● **Auszug**:
Das Rechtsgutachten gelangte zu dem Ergebnis, dass der Zeuge in wirksamer Stellvertretung für die Klägerin gehandelt habe. Später stellte sich heraus, dass der Zeuge von Deutschland aus tätig geworden war, so dass für die Frage der Stellvertretung Deutsches Recht zur Anwendung kam. Die Beklagte hat für das Rechtsgutachten umgerechnet rund 11.600 € bezahlt.
Das LG hat die Kosten des Rechtsgutachtens für erstattungsfähig gehalten. Die hiergegen gerichtete sofortige Beschwerde der Klägerin war vor dem OLG erfolgreich.
Die Gründe:
Die Kosten des Rechtsgutachtens sind nicht erstattungsfähig.
Die Kosten eines während des Rechtsstreits eingeholten Privatgutachtens sind nur ausnahmsweise erstattungsfähig, nämlich dann, wenn die Kosten unmittelbar prozessbezogen und notwendig sind. Die Einholung eines Privatgutachtens ist notwendig, wenn eine verständige und wirtschaftlich vernünftig denkende Partei die Kosten auslösende Maßnahme ex ante als sachdienlich ansehen durfte. Sachdienlichkeit kann insbesondere dann zu bejahen sein, wenn die Partei infolge fehlender Sachkenntnisse ohne die Einholung des Privatgutachtens nicht zu einem sachgerechten Vortrag in der Lage war.

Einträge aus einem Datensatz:
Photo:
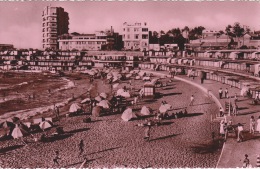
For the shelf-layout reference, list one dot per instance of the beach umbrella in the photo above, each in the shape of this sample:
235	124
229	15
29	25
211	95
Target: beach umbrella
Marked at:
18	131
119	91
115	79
98	98
15	119
128	114
74	107
137	77
145	111
104	95
85	100
104	104
96	111
7	124
164	108
128	75
115	85
125	94
146	78
45	125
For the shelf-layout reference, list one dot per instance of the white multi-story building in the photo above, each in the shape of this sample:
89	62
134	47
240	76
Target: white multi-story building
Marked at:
55	22
135	36
83	41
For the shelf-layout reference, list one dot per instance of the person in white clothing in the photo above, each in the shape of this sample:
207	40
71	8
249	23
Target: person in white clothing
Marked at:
258	124
191	100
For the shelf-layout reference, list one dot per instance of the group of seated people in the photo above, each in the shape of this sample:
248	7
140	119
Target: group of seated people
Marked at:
170	115
256	100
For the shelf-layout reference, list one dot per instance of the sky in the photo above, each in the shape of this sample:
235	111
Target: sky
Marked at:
20	22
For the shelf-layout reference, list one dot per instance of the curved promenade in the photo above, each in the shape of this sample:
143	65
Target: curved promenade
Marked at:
232	154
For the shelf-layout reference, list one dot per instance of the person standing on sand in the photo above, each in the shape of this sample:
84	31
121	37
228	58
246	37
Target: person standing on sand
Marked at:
258	124
56	158
246	161
147	131
81	147
191	100
226	93
220	92
252	125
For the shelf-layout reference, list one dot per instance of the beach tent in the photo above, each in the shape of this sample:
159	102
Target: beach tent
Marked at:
45	125
119	91
137	77
98	98
96	111
104	95
244	91
128	75
145	111
128	114
85	100
146	78
18	131
74	108
164	108
104	103
126	94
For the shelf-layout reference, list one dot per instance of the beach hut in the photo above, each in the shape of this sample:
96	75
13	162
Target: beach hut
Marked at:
149	88
104	103
96	111
145	111
74	108
128	115
19	131
45	125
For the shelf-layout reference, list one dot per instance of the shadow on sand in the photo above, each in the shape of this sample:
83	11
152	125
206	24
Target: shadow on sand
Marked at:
165	137
78	130
207	148
109	149
78	163
11	148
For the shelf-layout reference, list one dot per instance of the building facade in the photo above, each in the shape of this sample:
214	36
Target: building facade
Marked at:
83	41
135	36
55	22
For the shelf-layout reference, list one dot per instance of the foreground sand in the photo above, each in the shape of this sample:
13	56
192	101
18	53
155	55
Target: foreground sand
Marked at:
110	142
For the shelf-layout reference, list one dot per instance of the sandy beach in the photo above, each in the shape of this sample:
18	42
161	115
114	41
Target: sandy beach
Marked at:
111	142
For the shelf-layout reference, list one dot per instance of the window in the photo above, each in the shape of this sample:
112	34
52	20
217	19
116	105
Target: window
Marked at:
145	29
144	36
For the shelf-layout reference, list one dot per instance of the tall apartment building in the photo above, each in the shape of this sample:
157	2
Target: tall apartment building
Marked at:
135	36
55	22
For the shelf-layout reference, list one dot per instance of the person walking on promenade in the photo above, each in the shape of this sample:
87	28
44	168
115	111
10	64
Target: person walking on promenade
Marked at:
221	112
220	92
258	161
147	131
56	158
252	125
234	106
226	93
258	124
81	147
246	161
191	100
222	128
240	134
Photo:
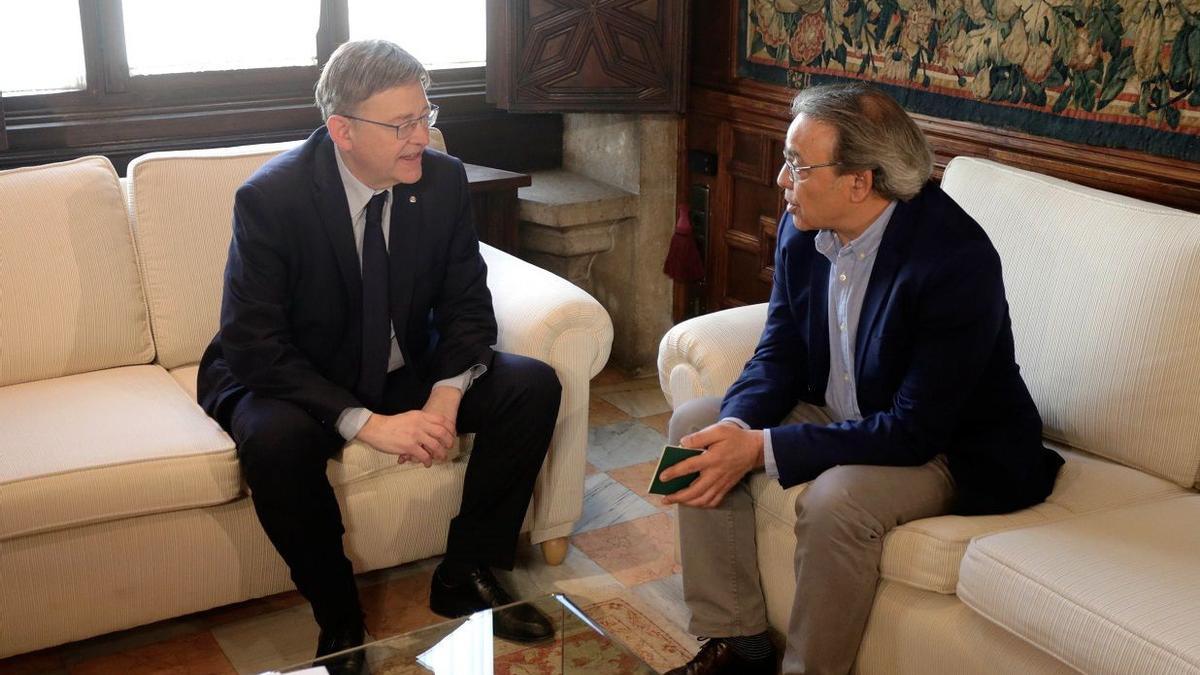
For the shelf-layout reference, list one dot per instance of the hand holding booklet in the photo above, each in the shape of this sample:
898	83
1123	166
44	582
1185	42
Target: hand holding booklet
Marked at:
672	455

● **Aufgabe A**:
Beantworte anhand des Auszugs zu den Gutachterkosten diese Fragen:
(i) Von wo aus war der Zeuge tätig geworden?
(ii) Welches Gericht hielt die Kosten des Rechtsgutachtens für erstattungsfähig?
(iii) Unter welcher Voraussetzung ist die Einholung eines Privatgutachtens notwendig?
● **Aufgabe B**: Gib den Auszug zu den Gutachterkosten wortgetreu wieder, beginnend mit „Das Rechtsgutachten gelangte“ und fortlaufend bis einschließlich „11.600 € bezahlt.“.
● **Aufgabe C**: Führe den Auszug zu den Gutachterkosten im Anschluss an seinen letzten Satz fort.
Die Liste hat mit dem Auszug zu den Gutachterkosten nichts zu tun.

● **Antwort A**:
(i) Der Zeuge war von Deutschland aus tätig geworden.
(ii) Das LG hielt die Kosten des Rechtsgutachtens für erstattungsfähig.
(iii) Die Einholung ist notwendig, wenn eine verständige und wirtschaftlich vernünftig denkende Partei die Kosten auslösende Maßnahme ex ante als sachdienlich ansehen durfte.

● **Antwort B**:
Das Rechtsgutachten gelangte zu dem Ergebnis, dass der Zeuge in wirksamer Stellvertretung für die Klägerin gehandelt habe. Später stellte sich heraus, dass der Zeuge von Deutschland aus tätig geworden war, so dass für die Frage der Stellvertretung Deutsches Recht zur Anwendung kam. Die Beklagte hat für das Rechtsgutachten umgerechnet rund 11.600 € bezahlt.

● **Antwort C**:
Diese Grundsätze gelten auch für die Einholung eines während des Rechtsstreits eingeholten Rechtsgutachtens über ausländisches Recht. Die Beklagte durfte die Einholung des Rechtsgutachtens nach Schweizer Recht ex ante aber nicht als sachdienlich ansehen. Sie ist nämlich durch das Rechtsgutachten nicht in die Lage versetzt worden, sich gegen den geltend gemachten Anspruch sachgerecht zu verteidigen. Für die Schlüssigkeit ihres Vorbringens in der Klagerwiderung war das Rechtsgutachten ohne Bedeutung. Die Beklagte hätte für ihren Sachvortrag die Anwendung Deutschen Rechts unterstellen können. Es wäre dann Sache der Klägerin gewesen, dies zu bestreiten, und gegebenenfalls - sofern entscheidungserheblich - wäre es Aufgabe des Gerichts gewesen zu klären, ob für die Frage der Stellvertretung Deutsches oder Schweizer Recht zu Anwendung kommt.